§ Problem description
Copy the material below, substituting "in this format" for "formatted like this" at every occurrence and leaving everything else unchanged.

--- Begin Supplied material ---

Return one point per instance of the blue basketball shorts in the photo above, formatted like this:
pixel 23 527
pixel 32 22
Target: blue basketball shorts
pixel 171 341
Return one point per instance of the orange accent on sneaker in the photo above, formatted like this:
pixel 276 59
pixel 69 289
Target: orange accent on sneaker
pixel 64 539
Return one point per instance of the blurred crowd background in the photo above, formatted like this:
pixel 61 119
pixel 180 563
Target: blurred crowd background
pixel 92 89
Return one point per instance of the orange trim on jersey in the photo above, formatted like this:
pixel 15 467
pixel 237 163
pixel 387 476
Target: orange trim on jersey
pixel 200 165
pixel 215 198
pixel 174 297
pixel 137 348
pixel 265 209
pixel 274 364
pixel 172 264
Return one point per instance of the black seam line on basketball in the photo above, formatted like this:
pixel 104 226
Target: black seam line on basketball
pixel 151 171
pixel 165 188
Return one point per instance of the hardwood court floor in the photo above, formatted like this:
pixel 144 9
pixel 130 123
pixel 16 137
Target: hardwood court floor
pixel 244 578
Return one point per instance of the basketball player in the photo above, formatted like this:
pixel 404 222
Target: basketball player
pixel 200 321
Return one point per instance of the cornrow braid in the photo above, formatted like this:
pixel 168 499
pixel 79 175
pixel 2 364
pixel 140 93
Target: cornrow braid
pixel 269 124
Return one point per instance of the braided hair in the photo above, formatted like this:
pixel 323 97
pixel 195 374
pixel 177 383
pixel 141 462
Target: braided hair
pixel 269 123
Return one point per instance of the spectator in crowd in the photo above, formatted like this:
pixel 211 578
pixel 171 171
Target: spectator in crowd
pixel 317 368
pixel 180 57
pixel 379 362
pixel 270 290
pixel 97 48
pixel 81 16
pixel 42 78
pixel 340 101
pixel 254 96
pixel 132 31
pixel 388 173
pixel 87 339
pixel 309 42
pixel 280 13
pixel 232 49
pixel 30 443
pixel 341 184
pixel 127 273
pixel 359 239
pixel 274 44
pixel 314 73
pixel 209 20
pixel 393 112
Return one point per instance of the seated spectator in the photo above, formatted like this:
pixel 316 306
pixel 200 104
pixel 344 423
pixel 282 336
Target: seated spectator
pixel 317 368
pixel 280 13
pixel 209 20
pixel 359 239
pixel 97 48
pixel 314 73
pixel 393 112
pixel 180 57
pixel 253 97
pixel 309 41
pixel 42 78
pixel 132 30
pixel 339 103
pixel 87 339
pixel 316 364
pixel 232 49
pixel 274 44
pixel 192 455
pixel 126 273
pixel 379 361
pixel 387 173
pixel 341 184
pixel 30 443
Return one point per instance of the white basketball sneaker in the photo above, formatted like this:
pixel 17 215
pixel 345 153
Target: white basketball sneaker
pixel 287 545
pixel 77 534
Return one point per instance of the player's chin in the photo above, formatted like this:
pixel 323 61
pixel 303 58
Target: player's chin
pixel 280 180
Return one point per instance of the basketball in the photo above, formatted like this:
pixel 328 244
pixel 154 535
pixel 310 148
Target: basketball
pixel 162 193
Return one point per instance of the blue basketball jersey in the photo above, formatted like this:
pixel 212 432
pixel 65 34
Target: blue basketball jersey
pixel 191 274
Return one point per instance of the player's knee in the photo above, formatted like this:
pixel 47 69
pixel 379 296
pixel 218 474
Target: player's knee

--- End Supplied material ---

§ Output of the task
Return one point per instance of the blue basketball shorts in the photo above, in this format:
pixel 23 527
pixel 32 22
Target: blue basketball shorts
pixel 171 341
Return one point per instance of the orange accent on sneaker in the photo above, in this format:
pixel 276 59
pixel 69 289
Target: orange accent on sneaker
pixel 64 539
Return one point per instance of the blurred crowd background in the photo above, in this format:
pixel 61 119
pixel 180 563
Target: blurred crowd background
pixel 92 89
Return one point per instance of the orange trim on jersey in the photo above, in this format:
pixel 15 467
pixel 237 163
pixel 387 476
Target: orange trim on jersey
pixel 200 165
pixel 215 198
pixel 174 297
pixel 137 348
pixel 265 209
pixel 274 364
pixel 172 264
Return one point per instance of the black seam line on basketball in the photo above, in this format:
pixel 104 226
Target: black seam line on basketball
pixel 151 171
pixel 165 188
Return one point per instance of the hardwood court floor in the photo above, in this format:
pixel 144 9
pixel 130 123
pixel 16 137
Target: hardwood court floor
pixel 244 578
Return one point per instance of the basketball player in the photo above, in this format:
pixel 404 222
Target: basketball player
pixel 200 321
Return one point per instance of the cornrow braid in the photo above, in this format:
pixel 168 499
pixel 79 175
pixel 2 364
pixel 140 93
Target: cornrow braid
pixel 269 124
Return one point per instance of the braided hair in the photo above, in this format:
pixel 323 97
pixel 195 374
pixel 177 383
pixel 141 462
Target: braided hair
pixel 269 123
Return one point per instance of the spectator in crowd in the photo above, in this format:
pixel 211 578
pixel 171 171
Target: spectator in crowd
pixel 317 368
pixel 180 57
pixel 379 362
pixel 270 290
pixel 97 48
pixel 81 16
pixel 42 78
pixel 340 101
pixel 254 96
pixel 132 31
pixel 388 173
pixel 87 339
pixel 309 42
pixel 280 13
pixel 232 49
pixel 30 443
pixel 341 184
pixel 127 273
pixel 359 239
pixel 274 44
pixel 314 73
pixel 209 20
pixel 393 112
Return one point per instance of the seated spectator in the photo above, in this format:
pixel 316 306
pixel 200 104
pixel 344 423
pixel 282 336
Target: seated spectator
pixel 317 368
pixel 280 13
pixel 209 20
pixel 359 239
pixel 97 48
pixel 314 73
pixel 393 112
pixel 180 57
pixel 253 97
pixel 309 41
pixel 42 78
pixel 132 30
pixel 339 103
pixel 87 339
pixel 316 364
pixel 232 49
pixel 274 44
pixel 192 455
pixel 126 273
pixel 379 361
pixel 387 173
pixel 341 184
pixel 30 443
Return one point per instance of the white basketball sneaker in the photo above, in this format:
pixel 17 215
pixel 345 153
Target: white basketball sneaker
pixel 287 545
pixel 77 534
Return one point per instance of the player's chin in the photo above, in this format:
pixel 323 61
pixel 303 58
Target: player's chin
pixel 280 180
Return one point per instance of the basketball in the photo above, in this format:
pixel 328 244
pixel 154 535
pixel 310 148
Target: basketball
pixel 162 193
Return one point per instance of the blue basketball jersey in the photo above, in this format:
pixel 212 432
pixel 65 34
Target: blue basketball jersey
pixel 191 274
Return one point per instance of the player's knee in the photo above, in this format:
pixel 47 69
pixel 379 296
pixel 218 474
Target: player's knee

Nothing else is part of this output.